Document passage:
——
Sri Lanka is considering the possibility of allowing the use of the Indian rupee for local transactions, as the island nation struggles to build its depleted foreign reserves and to emerge from last year’s unprecedented economic crisis.
Sri Lankan Foreign Minister Ali Sabry said Saturday the move to allow the use of its giant neighbor's currency would enable “tourists and other people from India to directly use Indian rupees here” without going through the hassle of multiple currency conversions.
Sri Lanka imports plenty of items from India — its largest trading partner — including food, pharmaceuticals, construction materials, automobiles, fertilizers and chemicals. Trade between the two nations stood at $5.45 billion in 2021, according to official figures.
Sabry said accepting the Indian rupee would work as an advantage for Sri Lanka as the trade imbalance between the two countries is in favor of India.
“We need more Indian currency, so more Indian people coming here and spending Indian currency is good for us," Sabry told reporters a day after visiting India with Sri Lankan president Ranil Wickremesinghe.
——
Point localization data:
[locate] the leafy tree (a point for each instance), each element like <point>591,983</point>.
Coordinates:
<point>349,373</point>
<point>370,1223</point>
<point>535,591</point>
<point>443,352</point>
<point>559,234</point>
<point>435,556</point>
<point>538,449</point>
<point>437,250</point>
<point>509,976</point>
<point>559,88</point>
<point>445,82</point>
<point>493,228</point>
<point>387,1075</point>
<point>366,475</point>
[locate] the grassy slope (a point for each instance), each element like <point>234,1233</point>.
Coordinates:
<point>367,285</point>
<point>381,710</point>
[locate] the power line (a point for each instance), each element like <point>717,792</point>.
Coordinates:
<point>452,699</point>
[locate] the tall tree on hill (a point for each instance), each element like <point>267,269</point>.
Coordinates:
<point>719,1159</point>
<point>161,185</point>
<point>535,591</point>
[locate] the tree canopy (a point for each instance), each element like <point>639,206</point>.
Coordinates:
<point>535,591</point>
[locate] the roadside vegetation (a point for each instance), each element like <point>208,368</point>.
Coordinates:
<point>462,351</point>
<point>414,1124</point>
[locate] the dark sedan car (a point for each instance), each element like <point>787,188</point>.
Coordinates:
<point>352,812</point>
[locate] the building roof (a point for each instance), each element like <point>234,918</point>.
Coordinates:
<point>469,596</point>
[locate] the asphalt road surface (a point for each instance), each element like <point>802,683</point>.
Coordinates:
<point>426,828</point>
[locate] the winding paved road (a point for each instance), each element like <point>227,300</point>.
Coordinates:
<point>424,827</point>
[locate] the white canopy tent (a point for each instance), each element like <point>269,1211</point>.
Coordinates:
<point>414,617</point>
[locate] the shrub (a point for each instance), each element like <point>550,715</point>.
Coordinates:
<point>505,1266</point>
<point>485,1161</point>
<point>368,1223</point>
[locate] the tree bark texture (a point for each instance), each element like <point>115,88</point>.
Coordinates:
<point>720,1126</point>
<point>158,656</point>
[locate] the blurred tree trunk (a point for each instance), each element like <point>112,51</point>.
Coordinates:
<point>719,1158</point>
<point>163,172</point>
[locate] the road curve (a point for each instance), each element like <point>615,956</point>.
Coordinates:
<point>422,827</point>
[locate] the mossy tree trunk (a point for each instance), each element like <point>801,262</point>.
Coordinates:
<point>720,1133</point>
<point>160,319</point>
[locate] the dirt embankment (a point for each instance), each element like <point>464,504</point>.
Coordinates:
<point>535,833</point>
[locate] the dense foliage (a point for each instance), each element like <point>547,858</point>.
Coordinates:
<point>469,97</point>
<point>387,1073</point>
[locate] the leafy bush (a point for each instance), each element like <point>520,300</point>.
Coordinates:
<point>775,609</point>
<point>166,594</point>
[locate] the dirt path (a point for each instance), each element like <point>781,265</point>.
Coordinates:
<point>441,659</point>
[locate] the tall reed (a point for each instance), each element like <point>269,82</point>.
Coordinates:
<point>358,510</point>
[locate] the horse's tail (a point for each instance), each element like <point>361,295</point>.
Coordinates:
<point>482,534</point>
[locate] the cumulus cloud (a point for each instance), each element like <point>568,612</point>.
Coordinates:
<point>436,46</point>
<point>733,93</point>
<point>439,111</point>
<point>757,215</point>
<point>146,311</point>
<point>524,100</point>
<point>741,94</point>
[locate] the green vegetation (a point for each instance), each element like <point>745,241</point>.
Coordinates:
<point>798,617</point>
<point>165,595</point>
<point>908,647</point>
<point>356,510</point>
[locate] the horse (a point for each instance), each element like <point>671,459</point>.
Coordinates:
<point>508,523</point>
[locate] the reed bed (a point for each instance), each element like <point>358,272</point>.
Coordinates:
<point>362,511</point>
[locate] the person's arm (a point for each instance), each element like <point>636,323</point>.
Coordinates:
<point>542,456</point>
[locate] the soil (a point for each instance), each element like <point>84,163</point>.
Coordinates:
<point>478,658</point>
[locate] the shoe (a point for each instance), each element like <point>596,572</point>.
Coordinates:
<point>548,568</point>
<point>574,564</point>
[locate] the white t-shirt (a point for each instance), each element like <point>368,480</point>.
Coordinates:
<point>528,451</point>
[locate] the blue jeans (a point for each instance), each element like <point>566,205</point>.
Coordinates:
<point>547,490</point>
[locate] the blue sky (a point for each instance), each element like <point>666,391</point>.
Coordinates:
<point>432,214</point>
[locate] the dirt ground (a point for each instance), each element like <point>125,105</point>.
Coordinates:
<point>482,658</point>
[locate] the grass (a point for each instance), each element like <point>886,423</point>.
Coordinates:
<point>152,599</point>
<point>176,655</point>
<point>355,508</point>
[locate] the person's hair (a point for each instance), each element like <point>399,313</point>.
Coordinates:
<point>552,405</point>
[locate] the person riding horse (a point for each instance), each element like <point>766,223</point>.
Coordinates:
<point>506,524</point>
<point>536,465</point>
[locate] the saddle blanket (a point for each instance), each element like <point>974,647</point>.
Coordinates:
——
Copy out the passage on Sri Lanka and the Indian rupee word for word, starting with "Sri Lanka imports" and going on through "to official figures.".

Sri Lanka imports plenty of items from India — its largest trading partner — including food, pharmaceuticals, construction materials, automobiles, fertilizers and chemicals. Trade between the two nations stood at $5.45 billion in 2021, according to official figures.